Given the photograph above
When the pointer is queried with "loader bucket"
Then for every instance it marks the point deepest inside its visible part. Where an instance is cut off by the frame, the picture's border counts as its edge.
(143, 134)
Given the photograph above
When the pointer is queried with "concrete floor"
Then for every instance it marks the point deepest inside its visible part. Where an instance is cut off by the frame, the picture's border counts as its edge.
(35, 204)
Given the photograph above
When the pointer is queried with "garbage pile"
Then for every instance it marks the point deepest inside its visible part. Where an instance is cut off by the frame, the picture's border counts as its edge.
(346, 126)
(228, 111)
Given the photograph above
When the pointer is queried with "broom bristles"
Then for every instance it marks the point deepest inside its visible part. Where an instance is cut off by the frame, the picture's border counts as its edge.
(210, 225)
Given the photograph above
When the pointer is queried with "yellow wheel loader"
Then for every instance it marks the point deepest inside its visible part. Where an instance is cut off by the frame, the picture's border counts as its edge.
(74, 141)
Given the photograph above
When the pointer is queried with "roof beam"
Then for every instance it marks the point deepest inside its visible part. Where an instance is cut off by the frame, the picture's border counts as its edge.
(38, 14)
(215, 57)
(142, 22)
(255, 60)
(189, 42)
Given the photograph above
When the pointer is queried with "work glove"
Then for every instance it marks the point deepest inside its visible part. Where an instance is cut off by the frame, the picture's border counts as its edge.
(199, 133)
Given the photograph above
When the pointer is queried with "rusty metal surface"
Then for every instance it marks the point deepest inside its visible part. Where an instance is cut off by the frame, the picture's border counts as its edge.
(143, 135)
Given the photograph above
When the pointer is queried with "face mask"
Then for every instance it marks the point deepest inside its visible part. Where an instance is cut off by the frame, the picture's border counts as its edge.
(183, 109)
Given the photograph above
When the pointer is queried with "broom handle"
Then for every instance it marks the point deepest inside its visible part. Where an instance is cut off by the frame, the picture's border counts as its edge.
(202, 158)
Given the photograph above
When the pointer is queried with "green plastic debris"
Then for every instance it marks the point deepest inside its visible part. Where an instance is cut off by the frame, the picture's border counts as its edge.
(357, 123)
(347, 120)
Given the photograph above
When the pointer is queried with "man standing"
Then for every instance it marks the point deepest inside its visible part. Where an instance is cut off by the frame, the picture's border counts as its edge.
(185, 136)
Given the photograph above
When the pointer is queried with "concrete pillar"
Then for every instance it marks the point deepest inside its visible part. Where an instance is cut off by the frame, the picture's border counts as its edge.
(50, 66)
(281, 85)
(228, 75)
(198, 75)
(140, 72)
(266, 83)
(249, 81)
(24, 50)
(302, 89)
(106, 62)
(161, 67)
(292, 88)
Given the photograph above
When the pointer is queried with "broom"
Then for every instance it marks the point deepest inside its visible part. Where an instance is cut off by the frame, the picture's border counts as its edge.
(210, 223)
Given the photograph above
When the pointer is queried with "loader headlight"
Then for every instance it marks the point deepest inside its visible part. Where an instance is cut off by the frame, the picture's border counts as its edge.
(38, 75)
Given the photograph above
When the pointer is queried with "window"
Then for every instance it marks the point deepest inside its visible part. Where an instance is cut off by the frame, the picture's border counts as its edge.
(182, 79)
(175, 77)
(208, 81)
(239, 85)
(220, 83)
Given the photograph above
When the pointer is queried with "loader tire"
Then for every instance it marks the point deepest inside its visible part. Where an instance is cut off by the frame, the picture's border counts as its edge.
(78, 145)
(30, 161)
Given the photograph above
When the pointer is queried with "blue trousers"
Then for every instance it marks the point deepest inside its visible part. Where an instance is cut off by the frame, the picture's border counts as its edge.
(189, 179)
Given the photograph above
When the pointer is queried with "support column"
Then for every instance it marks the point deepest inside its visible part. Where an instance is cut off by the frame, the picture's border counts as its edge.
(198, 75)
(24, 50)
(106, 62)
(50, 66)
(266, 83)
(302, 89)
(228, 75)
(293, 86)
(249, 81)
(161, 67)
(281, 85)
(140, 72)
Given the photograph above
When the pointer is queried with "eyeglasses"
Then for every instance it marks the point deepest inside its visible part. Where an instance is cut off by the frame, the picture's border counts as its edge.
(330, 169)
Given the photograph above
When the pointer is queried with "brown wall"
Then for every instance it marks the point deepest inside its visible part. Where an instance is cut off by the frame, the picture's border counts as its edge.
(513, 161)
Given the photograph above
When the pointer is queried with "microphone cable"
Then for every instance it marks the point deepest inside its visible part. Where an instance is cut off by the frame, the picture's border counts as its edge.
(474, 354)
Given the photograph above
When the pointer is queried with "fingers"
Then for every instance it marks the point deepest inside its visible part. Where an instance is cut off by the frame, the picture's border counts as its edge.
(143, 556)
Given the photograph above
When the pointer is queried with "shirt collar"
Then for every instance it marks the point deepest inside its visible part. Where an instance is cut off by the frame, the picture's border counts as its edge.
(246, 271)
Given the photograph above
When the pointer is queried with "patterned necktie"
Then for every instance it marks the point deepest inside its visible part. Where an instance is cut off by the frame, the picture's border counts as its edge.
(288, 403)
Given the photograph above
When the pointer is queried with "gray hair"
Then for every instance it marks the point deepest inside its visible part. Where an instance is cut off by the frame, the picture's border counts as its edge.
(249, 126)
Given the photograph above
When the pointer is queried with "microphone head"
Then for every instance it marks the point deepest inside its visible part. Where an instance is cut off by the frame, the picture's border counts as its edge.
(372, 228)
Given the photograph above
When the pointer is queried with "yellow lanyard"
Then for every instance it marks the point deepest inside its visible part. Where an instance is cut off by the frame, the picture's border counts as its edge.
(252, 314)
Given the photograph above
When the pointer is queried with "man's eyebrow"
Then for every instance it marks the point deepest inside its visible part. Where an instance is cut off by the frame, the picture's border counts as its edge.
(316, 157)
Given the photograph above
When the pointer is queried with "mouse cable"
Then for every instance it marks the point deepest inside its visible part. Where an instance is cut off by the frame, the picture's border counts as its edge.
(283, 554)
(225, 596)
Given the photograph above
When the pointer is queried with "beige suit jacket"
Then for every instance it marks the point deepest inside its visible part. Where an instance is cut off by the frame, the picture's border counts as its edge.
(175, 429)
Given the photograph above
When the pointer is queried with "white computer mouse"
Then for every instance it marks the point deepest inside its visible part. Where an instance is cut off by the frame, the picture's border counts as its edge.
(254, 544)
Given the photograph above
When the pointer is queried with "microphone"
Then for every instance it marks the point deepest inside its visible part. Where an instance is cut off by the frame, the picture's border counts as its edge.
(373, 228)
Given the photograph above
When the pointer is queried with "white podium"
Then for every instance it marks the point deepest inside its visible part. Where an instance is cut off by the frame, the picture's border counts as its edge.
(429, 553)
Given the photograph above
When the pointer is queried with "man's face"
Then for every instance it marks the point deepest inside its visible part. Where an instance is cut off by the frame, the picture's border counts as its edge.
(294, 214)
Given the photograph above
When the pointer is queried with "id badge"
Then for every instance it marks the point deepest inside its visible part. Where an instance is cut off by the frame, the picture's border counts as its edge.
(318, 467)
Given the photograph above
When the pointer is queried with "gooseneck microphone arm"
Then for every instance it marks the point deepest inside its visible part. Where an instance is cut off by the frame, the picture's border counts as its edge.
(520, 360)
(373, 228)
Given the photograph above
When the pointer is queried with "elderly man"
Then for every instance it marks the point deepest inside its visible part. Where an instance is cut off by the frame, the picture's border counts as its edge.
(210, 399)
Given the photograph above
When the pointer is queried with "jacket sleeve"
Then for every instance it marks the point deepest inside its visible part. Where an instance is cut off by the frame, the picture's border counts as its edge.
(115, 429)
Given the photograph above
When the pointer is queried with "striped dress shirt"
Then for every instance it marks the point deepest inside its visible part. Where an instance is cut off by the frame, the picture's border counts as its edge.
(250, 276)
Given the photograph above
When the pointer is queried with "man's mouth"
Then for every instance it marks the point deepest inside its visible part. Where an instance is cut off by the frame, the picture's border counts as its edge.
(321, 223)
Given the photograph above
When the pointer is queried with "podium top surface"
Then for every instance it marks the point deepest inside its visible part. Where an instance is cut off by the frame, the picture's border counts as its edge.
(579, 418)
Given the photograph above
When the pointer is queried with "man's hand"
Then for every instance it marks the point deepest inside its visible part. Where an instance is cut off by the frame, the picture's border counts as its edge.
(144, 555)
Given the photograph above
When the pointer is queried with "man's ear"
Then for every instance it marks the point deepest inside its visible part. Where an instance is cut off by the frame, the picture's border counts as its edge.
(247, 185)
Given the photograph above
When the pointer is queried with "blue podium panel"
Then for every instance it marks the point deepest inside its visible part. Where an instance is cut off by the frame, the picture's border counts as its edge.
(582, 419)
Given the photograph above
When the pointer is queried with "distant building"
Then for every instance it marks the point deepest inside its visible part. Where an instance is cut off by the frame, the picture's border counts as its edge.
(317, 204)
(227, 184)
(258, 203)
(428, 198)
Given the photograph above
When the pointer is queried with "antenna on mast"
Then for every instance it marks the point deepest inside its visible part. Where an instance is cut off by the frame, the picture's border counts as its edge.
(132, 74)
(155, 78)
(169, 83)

The request: Which lines above contain the string "yellow", with case counting? Find each one and copy it.

Answer to this exercise:
When the pointer is queried with "yellow wheel loader"
When the pointer is queried with "yellow lanyard"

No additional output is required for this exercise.